▶

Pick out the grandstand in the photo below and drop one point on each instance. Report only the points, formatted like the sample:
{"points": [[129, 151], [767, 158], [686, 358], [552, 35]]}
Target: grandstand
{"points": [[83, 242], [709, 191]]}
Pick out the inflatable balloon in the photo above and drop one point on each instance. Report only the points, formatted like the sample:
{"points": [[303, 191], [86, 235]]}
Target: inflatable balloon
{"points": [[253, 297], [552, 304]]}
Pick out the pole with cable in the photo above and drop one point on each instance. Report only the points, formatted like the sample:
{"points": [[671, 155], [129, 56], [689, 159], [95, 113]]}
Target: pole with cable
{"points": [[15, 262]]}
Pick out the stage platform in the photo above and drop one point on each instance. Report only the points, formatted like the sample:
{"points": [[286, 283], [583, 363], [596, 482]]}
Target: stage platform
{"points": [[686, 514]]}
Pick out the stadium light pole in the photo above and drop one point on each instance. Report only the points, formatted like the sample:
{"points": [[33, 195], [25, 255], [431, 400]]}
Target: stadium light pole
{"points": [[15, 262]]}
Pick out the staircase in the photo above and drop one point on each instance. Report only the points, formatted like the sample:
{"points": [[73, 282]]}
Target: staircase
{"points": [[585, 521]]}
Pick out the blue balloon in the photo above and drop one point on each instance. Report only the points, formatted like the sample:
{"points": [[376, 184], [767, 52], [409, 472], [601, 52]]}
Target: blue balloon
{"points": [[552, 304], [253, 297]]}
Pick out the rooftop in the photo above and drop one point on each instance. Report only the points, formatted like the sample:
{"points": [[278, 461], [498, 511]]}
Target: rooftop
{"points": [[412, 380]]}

◀

> **EXERCISE REQUIREMENTS**
Please reproduce every line from the one containing "Pick out the blue" through the end of the rows, both ends included, with the request lines left as they are. Raise each coordinate in the answer points by 22, but leave the sample points in the requests unchanged.

> **TASK RESPONSE**
Pick out the blue balloon in the photo above and drop one point on each instance. Report only the points, formatted like the sample:
{"points": [[376, 184], [767, 52], [409, 472], [601, 52]]}
Target: blue balloon
{"points": [[574, 326], [275, 319]]}
Pick out the rooftop in the photo above and drop one point on each instance. Report only the points, formatted like the sample:
{"points": [[278, 461], [498, 511]]}
Target: rooftop
{"points": [[434, 402]]}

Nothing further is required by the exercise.